TEXT
We fail to understand how this step has been carried out. Even variable substitution does not seem to work.
Do you think that you could give us a hint?
Using $\displaystyle\int_a^bf(x)\ dx=\int_a^bf(a+b-x)\ dx,$
$\displaystyle I=\int_0^\frac\pi2\frac{\sin^2x}{1+\sin x\cos x}dx=\int_0^\frac\pi2\frac{\cos^2x}{1+\sin x\cos x}dx$
$\displaystyle2I=\int_0^\frac\pi2\frac1{1+\sin x\cos x}dx=\int_0^\frac\pi2\frac{\sec^2x}{1+\tan^2x+\tan x}dx$
Setting $\tan x=u$
$\displaystyle2I=\int_0^\infty\frac{dt}{1+t+t^2}=4\int_0^\infty\frac{dt}{(2t+1)^2+(\sqrt3)^2}$
Set $2t+1=\sqrt3\tan\theta$
As an alternate solution : why not to start using $\cos(2x)=1-2\sin^2(x)$ and $\sin(2x)=2 \sin(x)\cos(x)$. So, $$I=\int {\sin^2x \over 1 + \sin x\cos x}dx=\int \frac{1-\cos(2x)}{2+\sin(2x)}dx$$ Now, use the tangent half-angle substitution $t=\tan(x)$ to get $$I=\int\frac{4 t^2}{t^4+t^3+2 t^2+t+1}dt$$ Using partial fraction decomposition $$\frac{4 t^2}{t^4+t^3+2 t^2+t+1}=\frac{4 t}{t^2+1}-\frac{4 t}{t^2+t+1}$$ noticing that $$\frac{2 t}{t^2+t+1}=\frac{2 t+1-1}{t^2+t+1}=\frac{2 t+1}{t^2+t+1}-\frac{1}{t^2+t+1}$$
I am sure that you can take from here.
Using double-angle formula, we get $$I=\int_{0}^{\frac{\pi}{2}} \frac{1-\cos 2 x}{2+\sin 2 x} d x$$ $$I\stackrel{x\mapsto\frac{\pi}{4}-x}{=} 2 \int_{0}^{\frac{\pi}{4}} \frac{1}{2+\cos 2 x} d x-\int_{-\frac{\pi}{4}}^{\frac{\pi}{4}} \frac{\sin 2 x}{2+\cos 2 x} d x$$ Since $\dfrac{1}{2+\cos 2 x}$ is even and $\dfrac{\sin 2 x}{2+\cos 2 x}$ is odd, therefore
$$ \displaystyle I=2 \int_{0}^{\frac{\pi}{4}} \frac{1}{1+2 \cos ^{2} x} d x$$ $$\displaystyle I=2 \int_{0}^{\frac{\pi}{4}} \frac{\sec ^{2} x}{\sec ^{2} x+2} d x \displaystyle \stackrel{t=\tan x}{=} 2 \int_{0}^{1} \frac{d t}{3+t^{2}}=\dfrac{\pi}{3 \sqrt{3}} $$
I think expand $\sin(\frac{\pi}{2} -2x)$ and $\cos(\frac{\pi}{2} -2x)$ by using sine rule and cosine rule will make it clearer and easier to integrate.

SHORT TASK A
Count how many lines of the rows contain the string "dark", where case matters, and reply with the number alone.

(Section of a data file)
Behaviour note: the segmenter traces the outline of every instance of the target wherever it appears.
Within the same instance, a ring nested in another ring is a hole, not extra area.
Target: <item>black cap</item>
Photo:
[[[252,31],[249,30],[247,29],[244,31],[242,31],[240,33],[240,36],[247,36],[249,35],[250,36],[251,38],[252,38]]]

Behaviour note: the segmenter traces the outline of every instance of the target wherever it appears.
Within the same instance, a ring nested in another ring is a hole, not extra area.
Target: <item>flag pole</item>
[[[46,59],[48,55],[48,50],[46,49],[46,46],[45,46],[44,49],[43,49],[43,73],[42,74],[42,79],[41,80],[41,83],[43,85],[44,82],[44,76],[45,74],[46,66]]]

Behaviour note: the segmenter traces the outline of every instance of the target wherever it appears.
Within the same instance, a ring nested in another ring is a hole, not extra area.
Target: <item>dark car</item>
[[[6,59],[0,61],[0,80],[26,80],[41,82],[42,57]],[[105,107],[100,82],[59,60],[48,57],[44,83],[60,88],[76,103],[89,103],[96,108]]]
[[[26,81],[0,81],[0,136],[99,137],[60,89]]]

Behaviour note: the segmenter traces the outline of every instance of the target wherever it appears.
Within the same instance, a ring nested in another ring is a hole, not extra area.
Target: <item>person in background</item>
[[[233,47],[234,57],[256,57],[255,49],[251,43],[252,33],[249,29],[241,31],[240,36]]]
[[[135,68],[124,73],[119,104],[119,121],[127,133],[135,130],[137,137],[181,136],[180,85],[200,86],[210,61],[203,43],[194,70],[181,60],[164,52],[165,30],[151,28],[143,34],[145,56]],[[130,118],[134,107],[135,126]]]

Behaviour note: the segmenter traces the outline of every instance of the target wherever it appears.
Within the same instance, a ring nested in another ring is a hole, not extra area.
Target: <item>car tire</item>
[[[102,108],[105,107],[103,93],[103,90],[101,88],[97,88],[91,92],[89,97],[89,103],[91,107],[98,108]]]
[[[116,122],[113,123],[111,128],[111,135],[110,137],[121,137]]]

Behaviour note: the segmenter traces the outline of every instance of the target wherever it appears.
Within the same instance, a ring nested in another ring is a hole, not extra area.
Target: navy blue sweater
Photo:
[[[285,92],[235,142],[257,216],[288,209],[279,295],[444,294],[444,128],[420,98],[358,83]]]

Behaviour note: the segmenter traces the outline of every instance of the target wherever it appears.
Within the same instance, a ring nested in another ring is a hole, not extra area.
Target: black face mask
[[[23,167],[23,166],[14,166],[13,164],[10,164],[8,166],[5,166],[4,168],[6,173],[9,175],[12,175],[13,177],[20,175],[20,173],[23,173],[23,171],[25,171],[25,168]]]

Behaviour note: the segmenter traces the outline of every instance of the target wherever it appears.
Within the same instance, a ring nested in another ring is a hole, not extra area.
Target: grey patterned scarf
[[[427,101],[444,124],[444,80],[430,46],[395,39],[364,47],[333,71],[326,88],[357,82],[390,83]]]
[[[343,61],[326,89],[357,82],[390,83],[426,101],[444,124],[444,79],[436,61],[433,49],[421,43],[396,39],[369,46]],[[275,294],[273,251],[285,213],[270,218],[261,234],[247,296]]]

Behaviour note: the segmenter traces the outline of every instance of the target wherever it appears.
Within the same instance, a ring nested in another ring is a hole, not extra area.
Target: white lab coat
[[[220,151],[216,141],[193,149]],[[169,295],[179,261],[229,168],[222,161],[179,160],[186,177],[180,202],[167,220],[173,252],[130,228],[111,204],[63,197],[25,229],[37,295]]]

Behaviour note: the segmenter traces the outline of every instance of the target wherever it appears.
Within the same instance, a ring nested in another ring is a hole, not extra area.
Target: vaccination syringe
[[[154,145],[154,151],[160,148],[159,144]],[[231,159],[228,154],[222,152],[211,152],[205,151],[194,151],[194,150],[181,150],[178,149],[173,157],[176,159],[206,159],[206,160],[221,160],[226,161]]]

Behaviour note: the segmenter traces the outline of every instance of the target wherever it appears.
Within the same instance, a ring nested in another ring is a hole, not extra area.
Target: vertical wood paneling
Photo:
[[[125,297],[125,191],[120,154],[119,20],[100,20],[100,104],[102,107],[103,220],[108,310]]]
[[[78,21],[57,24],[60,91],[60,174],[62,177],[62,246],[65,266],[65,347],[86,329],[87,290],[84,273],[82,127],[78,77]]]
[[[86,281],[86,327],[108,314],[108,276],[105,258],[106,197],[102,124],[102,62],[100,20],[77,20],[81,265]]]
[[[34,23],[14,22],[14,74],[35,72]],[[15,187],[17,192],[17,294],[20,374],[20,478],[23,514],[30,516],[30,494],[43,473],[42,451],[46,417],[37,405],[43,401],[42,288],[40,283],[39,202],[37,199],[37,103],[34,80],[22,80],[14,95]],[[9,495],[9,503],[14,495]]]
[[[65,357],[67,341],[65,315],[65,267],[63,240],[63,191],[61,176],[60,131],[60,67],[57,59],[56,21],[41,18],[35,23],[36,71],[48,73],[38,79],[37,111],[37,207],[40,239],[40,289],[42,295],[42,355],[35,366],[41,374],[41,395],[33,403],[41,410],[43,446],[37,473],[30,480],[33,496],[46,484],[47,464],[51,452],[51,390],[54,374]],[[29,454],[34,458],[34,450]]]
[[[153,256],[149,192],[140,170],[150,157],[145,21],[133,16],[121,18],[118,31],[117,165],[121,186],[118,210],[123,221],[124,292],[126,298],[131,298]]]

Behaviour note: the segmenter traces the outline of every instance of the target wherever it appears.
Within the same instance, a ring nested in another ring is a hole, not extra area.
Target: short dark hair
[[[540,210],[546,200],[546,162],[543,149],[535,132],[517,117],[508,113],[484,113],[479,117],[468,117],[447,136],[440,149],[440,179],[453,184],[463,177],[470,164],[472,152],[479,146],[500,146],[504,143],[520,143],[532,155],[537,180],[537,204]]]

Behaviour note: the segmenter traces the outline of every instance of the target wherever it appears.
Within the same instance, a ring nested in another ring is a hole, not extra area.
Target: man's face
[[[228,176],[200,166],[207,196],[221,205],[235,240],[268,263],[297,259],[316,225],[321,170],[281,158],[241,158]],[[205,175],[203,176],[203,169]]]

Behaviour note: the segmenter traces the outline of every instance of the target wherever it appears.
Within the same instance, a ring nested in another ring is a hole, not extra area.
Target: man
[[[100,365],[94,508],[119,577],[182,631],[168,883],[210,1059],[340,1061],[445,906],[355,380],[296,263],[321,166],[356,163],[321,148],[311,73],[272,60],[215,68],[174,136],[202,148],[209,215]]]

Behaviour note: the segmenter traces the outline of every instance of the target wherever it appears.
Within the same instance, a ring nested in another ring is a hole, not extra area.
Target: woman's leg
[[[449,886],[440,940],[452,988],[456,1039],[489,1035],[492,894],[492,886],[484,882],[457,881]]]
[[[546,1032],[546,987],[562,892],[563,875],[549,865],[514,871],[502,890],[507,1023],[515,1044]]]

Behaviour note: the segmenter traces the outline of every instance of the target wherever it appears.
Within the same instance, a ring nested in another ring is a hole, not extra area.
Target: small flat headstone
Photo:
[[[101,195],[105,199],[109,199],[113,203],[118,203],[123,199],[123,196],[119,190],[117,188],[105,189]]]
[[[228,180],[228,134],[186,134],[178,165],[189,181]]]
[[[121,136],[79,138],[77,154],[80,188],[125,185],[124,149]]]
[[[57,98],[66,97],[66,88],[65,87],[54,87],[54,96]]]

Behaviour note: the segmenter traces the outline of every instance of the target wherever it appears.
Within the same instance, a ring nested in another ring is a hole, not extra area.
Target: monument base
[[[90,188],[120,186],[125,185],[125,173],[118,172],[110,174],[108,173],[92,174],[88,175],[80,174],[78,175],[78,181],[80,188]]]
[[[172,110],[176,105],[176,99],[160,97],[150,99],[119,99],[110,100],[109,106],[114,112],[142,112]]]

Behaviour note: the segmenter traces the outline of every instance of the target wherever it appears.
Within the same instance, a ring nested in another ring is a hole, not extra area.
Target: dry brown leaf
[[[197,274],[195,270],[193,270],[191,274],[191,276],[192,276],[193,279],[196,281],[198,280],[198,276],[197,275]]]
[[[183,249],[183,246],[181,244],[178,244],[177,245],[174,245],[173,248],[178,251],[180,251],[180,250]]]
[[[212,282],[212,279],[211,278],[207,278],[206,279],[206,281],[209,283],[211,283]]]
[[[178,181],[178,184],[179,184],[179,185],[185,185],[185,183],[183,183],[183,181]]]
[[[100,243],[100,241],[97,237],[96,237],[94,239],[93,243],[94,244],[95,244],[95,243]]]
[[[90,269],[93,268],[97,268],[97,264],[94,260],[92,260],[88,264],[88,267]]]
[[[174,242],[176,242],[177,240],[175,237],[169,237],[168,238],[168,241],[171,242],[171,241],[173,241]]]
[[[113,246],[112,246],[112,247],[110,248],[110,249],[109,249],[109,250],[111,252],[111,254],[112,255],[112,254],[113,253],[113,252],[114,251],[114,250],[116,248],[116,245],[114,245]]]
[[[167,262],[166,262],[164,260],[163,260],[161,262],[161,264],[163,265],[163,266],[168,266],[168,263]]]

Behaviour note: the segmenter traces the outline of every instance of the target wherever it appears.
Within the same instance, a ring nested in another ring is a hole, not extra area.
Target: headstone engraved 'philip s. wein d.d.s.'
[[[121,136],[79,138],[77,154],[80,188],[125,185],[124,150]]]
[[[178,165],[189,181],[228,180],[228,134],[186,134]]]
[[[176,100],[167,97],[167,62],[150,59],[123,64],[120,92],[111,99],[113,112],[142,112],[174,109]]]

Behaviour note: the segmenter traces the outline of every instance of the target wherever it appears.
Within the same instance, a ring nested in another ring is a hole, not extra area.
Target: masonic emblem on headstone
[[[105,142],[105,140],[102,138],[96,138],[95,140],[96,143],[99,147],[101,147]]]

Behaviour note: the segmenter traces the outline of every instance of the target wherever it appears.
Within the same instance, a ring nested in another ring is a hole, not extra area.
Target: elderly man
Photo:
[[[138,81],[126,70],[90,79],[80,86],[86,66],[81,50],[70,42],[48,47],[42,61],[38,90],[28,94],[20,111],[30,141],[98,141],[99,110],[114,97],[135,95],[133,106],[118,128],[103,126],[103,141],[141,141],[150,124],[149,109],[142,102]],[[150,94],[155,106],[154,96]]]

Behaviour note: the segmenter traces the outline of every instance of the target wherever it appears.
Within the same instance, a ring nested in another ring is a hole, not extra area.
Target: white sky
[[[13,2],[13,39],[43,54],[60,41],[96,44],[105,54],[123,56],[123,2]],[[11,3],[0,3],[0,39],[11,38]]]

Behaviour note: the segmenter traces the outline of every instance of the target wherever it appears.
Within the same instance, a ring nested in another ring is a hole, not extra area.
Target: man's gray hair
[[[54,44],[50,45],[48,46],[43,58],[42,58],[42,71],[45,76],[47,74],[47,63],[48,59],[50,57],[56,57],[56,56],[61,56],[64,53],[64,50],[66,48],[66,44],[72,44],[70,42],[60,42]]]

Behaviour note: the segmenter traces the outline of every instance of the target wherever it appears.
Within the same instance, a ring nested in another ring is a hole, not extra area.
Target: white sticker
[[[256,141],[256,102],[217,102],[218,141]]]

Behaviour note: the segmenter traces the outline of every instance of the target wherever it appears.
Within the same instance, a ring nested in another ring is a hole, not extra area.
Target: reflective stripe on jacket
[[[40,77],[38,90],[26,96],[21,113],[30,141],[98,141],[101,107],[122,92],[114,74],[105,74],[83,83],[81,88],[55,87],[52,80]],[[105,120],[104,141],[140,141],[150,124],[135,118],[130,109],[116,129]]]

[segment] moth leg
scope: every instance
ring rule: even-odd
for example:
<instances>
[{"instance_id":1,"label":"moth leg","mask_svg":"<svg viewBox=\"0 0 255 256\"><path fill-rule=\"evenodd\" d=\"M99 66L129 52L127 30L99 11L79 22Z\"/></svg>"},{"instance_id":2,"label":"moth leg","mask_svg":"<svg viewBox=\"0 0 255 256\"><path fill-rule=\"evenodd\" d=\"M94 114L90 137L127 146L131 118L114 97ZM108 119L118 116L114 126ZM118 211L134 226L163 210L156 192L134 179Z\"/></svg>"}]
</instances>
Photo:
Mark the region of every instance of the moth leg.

SHORT TASK B
Please repeat the passage of the integral discussion above between "Using double-angle formula, we" and "easier to integrate.", inclusive.

WRITTEN ANSWER A
2

WRITTEN ANSWER B
Using double-angle formula, we get $$I=\int_{0}^{\frac{\pi}{2}} \frac{1-\cos 2 x}{2+\sin 2 x} d x$$ $$I\stackrel{x\mapsto\frac{\pi}{4}-x}{=} 2 \int_{0}^{\frac{\pi}{4}} \frac{1}{2+\cos 2 x} d x-\int_{-\frac{\pi}{4}}^{\frac{\pi}{4}} \frac{\sin 2 x}{2+\cos 2 x} d x$$ Since $\dfrac{1}{2+\cos 2 x}$ is even and $\dfrac{\sin 2 x}{2+\cos 2 x}$ is odd, therefore
$$ \displaystyle I=2 \int_{0}^{\frac{\pi}{4}} \frac{1}{1+2 \cos ^{2} x} d x$$ $$\displaystyle I=2 \int_{0}^{\frac{\pi}{4}} \frac{\sec ^{2} x}{\sec ^{2} x+2} d x \displaystyle \stackrel{t=\tan x}{=} 2 \int_{0}^{1} \frac{d t}{3+t^{2}}=\dfrac{\pi}{3 \sqrt{3}} $$
I think expand $\sin(\frac{\pi}{2} -2x)$ and $\cos(\frac{\pi}{2} -2x)$ by using sine rule and cosine rule will make it clearer and easier to integrate.